その作業には、派遣や請負といった社員以外の働き手も加わってくる。リコーグループ独自のモノづくりを理解・実践しているプロパーの社員とは違い、様々なバックグラウンドや価値観を持つ作業者すべてに、リコーが求める高いクオリティの作業を行ってもらうのは至難のワザだ。
それをデジタルのチカラで解決に導いたのが、同社・齋藤大樹室長をはじめとするプリンタ生産事業部生産技術センター技術革新室のメンバー。東北事業所のDM化において主導的な役割を果たした齋藤氏は、製品作りに最適な工程をデジタルで可視化し、マニュアル化することで作業者の練度を問わない品質の安定を目指した。
「品質が確保された製品を届けるためには、生産現場における組立品質の安定化が必須です。そのためには、まず工程をデジタルで可視化する必要がありました。特に組み付け工程のなかでも作業工数が多く、締結本数やトルク管理など不良が生じやすいねじ締め作業のデジタル化は急務でした」
そこで選ばれたのが、発売間もないハイオスのブラシレス電動ドライバー「熟練工」シリーズだった。「熟練工」はパルスシステムを内蔵しており、ねじ締め開始から着座までのモーターの回転パルス数やトルクをカウント。これにより「ねじがしっかり締まっていない」「異なるサイズのネジが取り付けられている」などといったねじ締めトラブルをリアルタイムでの検知を可能にしている。
「当時、様々な電動ドライバーがありましたが、当社が目指すデジタルマニュファクチャリングが求める性能、仕様のものはなかなかありませんでした。そんな中で出会ったのがハイオスの熟練工でした」(齋藤氏)
ハイオスが熟練工発売に当たって付けたキャッチフレーズは「これで、誰でも熟練工に」。これは、リコーインダストリー東北事業所が目指す「多様な人材による作業の平準化」にピタリと合致する。そして、「ねじ締め作業の高度化・デジタル化」は、リコーインダストリーの生産技術メンバーによって、さらなる進化を遂げる。
人手に頼らざるを得ない工程が多い

品質保証と作業負荷の低減を両立

Chapter02
齋藤氏はまず、リコー独自の考え方(生産のリコーウェイ)を元に、デジタルツールの導入による作業支援や作業習熟期間の短縮化を目指した。そして自前で開発したのが、「作業支援ナビシステム」と「作業プロセス保証システム」だ。

演習課題 A:
本文の「そこで選ばれたのが」で始まる段落を、主な事実を残したまま箇条書きに整理してください。
本文とエントリは、互いに関係のない別々の素材です。

演習データ:

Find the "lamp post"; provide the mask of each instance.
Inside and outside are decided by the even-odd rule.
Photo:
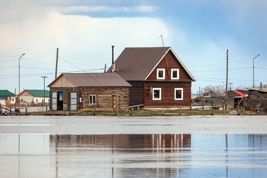
[[[22,57],[25,53],[23,53],[21,56],[18,58],[18,108],[20,106],[20,58]]]
[[[260,54],[259,54],[257,55],[255,57],[253,58],[253,87],[254,88],[254,60],[255,58],[256,58],[257,57],[259,56]]]

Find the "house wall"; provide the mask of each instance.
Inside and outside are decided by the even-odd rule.
[[[50,102],[49,107],[50,110],[52,110],[52,96],[53,92],[68,92],[71,93],[77,93],[77,110],[80,109],[79,102],[80,102],[80,88],[79,87],[50,87]]]
[[[80,103],[81,110],[113,110],[113,96],[120,97],[119,109],[127,110],[129,109],[129,87],[81,87]],[[97,96],[97,105],[89,104],[89,96]]]
[[[191,82],[146,81],[144,87],[144,106],[145,107],[179,107],[191,106]],[[149,92],[151,87],[161,88],[161,100],[153,100]],[[183,88],[183,99],[174,99],[174,88]]]
[[[260,103],[262,107],[267,108],[267,93],[249,91],[249,109],[255,109],[256,105]]]
[[[166,59],[164,57],[161,61],[159,63],[158,65],[155,68],[151,74],[147,79],[146,81],[173,81],[174,80],[171,79],[171,68],[179,68],[179,79],[175,80],[176,81],[191,81],[192,79],[188,74],[186,73],[185,70],[183,67],[182,65],[177,61],[174,55],[172,54],[171,51],[169,51],[167,53],[167,59],[168,66],[168,71],[169,74],[169,79],[168,78],[167,72],[167,63]],[[157,80],[157,68],[165,68],[165,80]]]

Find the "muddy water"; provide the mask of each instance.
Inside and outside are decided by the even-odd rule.
[[[0,178],[266,178],[267,134],[0,134]]]

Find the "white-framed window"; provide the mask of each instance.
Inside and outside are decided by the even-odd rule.
[[[183,100],[184,97],[184,90],[183,88],[174,88],[174,99]]]
[[[170,70],[171,79],[179,79],[179,69],[172,68]]]
[[[152,99],[153,100],[161,100],[161,88],[153,88],[152,92]]]
[[[97,104],[97,96],[96,95],[89,96],[89,104]]]
[[[157,69],[157,79],[165,79],[165,69]]]

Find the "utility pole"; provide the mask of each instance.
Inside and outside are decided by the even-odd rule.
[[[105,64],[105,67],[104,68],[104,73],[106,73],[106,69],[107,69],[107,64]]]
[[[56,49],[56,71],[55,74],[55,79],[57,77],[57,62],[58,61],[58,48]]]
[[[25,53],[23,53],[21,56],[18,58],[18,108],[20,106],[20,58],[22,57]]]
[[[41,77],[42,78],[44,78],[44,102],[43,102],[43,106],[45,106],[45,80],[46,80],[46,78],[47,78],[47,77],[46,76],[42,76]]]
[[[230,85],[230,91],[232,90],[231,88],[232,88],[232,85],[233,84],[233,83],[229,83],[228,84],[229,84]]]
[[[226,50],[226,83],[225,87],[225,98],[224,98],[224,105],[225,105],[225,108],[227,108],[227,103],[226,103],[226,99],[227,98],[227,89],[228,83],[228,49]]]

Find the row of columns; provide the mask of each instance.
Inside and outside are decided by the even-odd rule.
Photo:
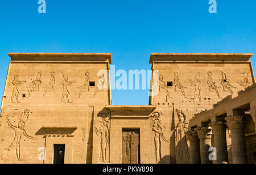
[[[191,163],[212,163],[212,161],[209,159],[210,153],[209,149],[212,145],[211,138],[213,134],[217,158],[216,160],[213,161],[213,163],[228,163],[226,139],[227,126],[231,133],[233,163],[247,163],[243,132],[245,122],[242,121],[242,118],[243,116],[229,116],[225,118],[227,125],[222,121],[214,122],[209,123],[209,126],[196,127],[193,131],[185,133],[190,143]]]

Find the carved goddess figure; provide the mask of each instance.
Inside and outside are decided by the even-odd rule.
[[[62,81],[61,84],[63,86],[63,89],[62,91],[62,96],[61,96],[61,102],[64,103],[66,103],[64,101],[64,98],[65,97],[66,101],[68,103],[72,103],[69,101],[69,100],[68,99],[68,95],[70,94],[68,90],[68,86],[71,86],[73,85],[72,82],[68,81],[68,76],[64,76],[64,74],[63,74],[64,81]]]
[[[186,116],[182,110],[176,110],[179,118],[179,123],[175,128],[175,137],[179,147],[179,156],[180,163],[189,162],[190,156],[188,151],[188,139],[185,132],[188,130],[188,124],[186,121]]]
[[[243,81],[241,80],[240,82],[238,82],[239,85],[242,88],[244,88],[245,89],[248,87],[250,86],[251,83],[250,83],[248,79],[247,78],[245,78],[243,79]]]
[[[153,121],[152,130],[155,132],[154,140],[155,141],[156,161],[157,163],[159,163],[162,160],[160,152],[161,142],[160,138],[162,138],[165,142],[168,142],[168,140],[164,138],[163,134],[163,133],[166,130],[167,123],[164,124],[164,128],[162,129],[160,127],[161,123],[159,119],[160,114],[159,112],[154,112],[153,115],[151,117],[152,117],[151,118]]]
[[[89,73],[88,72],[85,72],[84,84],[82,84],[82,86],[78,87],[78,88],[80,89],[79,91],[79,98],[81,97],[82,92],[89,91],[89,88],[90,87],[90,77],[89,76],[89,75],[90,73]]]
[[[185,87],[183,87],[180,84],[179,80],[179,77],[178,77],[179,74],[177,72],[174,72],[174,85],[175,86],[175,91],[181,91],[182,92],[182,95],[185,98],[188,99],[186,97],[185,95],[185,92],[184,91],[184,88],[185,88]]]
[[[131,135],[130,133],[127,133],[126,136],[123,136],[123,141],[125,142],[126,144],[126,156],[128,157],[130,155],[130,151],[131,150]]]
[[[217,88],[219,88],[220,87],[216,86],[215,82],[213,82],[212,72],[209,71],[207,74],[208,75],[208,77],[207,78],[207,84],[208,84],[209,86],[209,91],[215,91],[219,99],[221,98],[217,89]]]
[[[158,82],[158,84],[159,86],[159,91],[161,90],[163,90],[164,91],[166,91],[166,96],[167,96],[169,98],[172,99],[170,95],[169,95],[169,91],[168,89],[167,85],[166,85],[166,82],[163,81],[163,75],[159,74],[159,80]]]
[[[39,86],[42,83],[41,80],[40,80],[40,79],[41,78],[41,72],[38,72],[36,76],[35,80],[32,80],[32,83],[28,87],[27,87],[28,89],[29,89],[28,97],[30,97],[30,94],[32,93],[32,92],[39,91]]]
[[[228,82],[226,74],[224,72],[221,71],[221,75],[222,76],[222,79],[221,80],[221,84],[223,86],[223,91],[228,91],[230,92],[231,95],[233,95],[233,91],[231,88],[236,88],[236,87],[232,86],[230,83]]]
[[[55,84],[55,77],[54,77],[54,72],[52,71],[51,72],[51,77],[49,81],[49,84],[48,86],[46,86],[44,87],[44,94],[43,95],[43,98],[44,97],[46,94],[46,92],[47,91],[53,91],[53,87]]]
[[[193,96],[194,101],[196,100],[197,97],[198,97],[198,98],[199,99],[199,101],[201,101],[201,95],[200,95],[201,82],[199,81],[200,76],[200,72],[198,72],[198,74],[196,74],[196,76],[195,76],[195,81],[189,80],[191,86],[195,87],[194,96]]]
[[[102,157],[101,161],[106,163],[106,150],[107,145],[109,142],[109,130],[106,127],[106,122],[105,121],[101,121],[101,126],[98,130],[95,127],[95,131],[97,135],[100,135],[101,138],[101,155]]]
[[[19,94],[19,90],[18,89],[18,87],[22,86],[24,82],[26,83],[26,81],[19,81],[19,77],[18,76],[14,76],[14,80],[11,82],[11,84],[13,86],[13,93],[11,95],[11,101],[14,103],[20,103],[20,102],[19,101],[19,97],[18,95]],[[15,97],[16,102],[14,102],[13,101],[14,97]]]
[[[104,79],[104,74],[100,75],[100,78],[97,84],[96,89],[93,93],[93,97],[96,95],[96,92],[99,91],[102,91],[104,88],[104,86],[106,84],[106,80]]]
[[[22,135],[25,136],[26,137],[27,137],[30,139],[36,139],[35,138],[29,136],[27,134],[24,128],[25,122],[26,119],[27,119],[27,117],[28,116],[29,113],[30,113],[29,110],[24,110],[24,113],[23,113],[23,115],[22,116],[22,117],[20,118],[20,120],[18,123],[17,126],[15,126],[11,125],[9,119],[9,116],[6,116],[6,121],[8,123],[8,125],[14,130],[15,135],[14,139],[13,141],[11,142],[11,145],[5,150],[7,150],[7,151],[9,151],[11,150],[13,148],[15,148],[16,151],[16,156],[19,161],[20,161],[20,140]],[[24,120],[20,120],[20,118],[23,118],[24,119]]]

演習課題 B:
エントリの冒頭から「[[[0,178],[266,178],[267,134],[0,134]]]」を含む行までの範囲について、「even-odd rule」を「nonzero rule」に入れ替え、それ以外は変えずに書き出してください。画像は含めないでください。

解答例 A:
- 選ばれたのは、発売間もないハイオスのブラシレス電動ドライバー「熟練工」シリーズである。
- 「熟練工」はパルスシステムを内蔵し、ねじ締め開始から着座までのモーターの回転パルス数やトルクをカウントする。
- これにより、ねじの締め不足や異なるサイズのネジの取り付けといったねじ締めトラブルをリアルタイムで検知できる。

解答例 B:
Find the "lamp post"; provide the mask of each instance.
Inside and outside are decided by the nonzero rule.
Photo:
[[[22,57],[25,53],[23,53],[21,56],[18,58],[18,108],[20,106],[20,58]]]
[[[260,54],[259,54],[257,55],[255,57],[253,58],[253,87],[254,88],[254,60],[255,58],[256,58],[257,57],[259,56]]]

Find the "house wall"; provide the mask of each instance.
Inside and outside are decided by the nonzero rule.
[[[50,102],[49,107],[50,110],[52,110],[52,96],[53,92],[68,92],[71,93],[77,93],[77,110],[80,109],[79,102],[80,102],[80,88],[79,87],[50,87]]]
[[[80,103],[81,110],[113,110],[113,96],[120,97],[119,109],[127,110],[129,109],[129,87],[81,87]],[[97,96],[97,105],[89,104],[89,96]]]
[[[191,82],[146,81],[144,87],[144,106],[145,107],[179,107],[191,106]],[[149,92],[151,87],[161,88],[161,100],[153,100]],[[183,88],[183,99],[174,99],[174,88]]]
[[[260,103],[262,107],[267,108],[267,93],[249,91],[249,109],[255,109],[256,105]]]
[[[166,59],[164,57],[161,61],[159,63],[158,65],[155,68],[151,74],[147,79],[146,81],[173,81],[174,80],[171,79],[171,68],[179,68],[179,79],[175,80],[176,81],[191,81],[192,79],[188,74],[186,73],[185,70],[183,67],[182,65],[177,61],[174,55],[172,54],[171,51],[169,51],[167,53],[167,59],[168,66],[168,71],[169,74],[169,79],[168,78],[167,72],[167,63]],[[157,80],[157,68],[165,68],[165,80]]]

Find the "muddy water"; provide the mask of each instance.
Inside and outside are decided by the nonzero rule.
[[[0,178],[266,178],[267,134],[0,134]]]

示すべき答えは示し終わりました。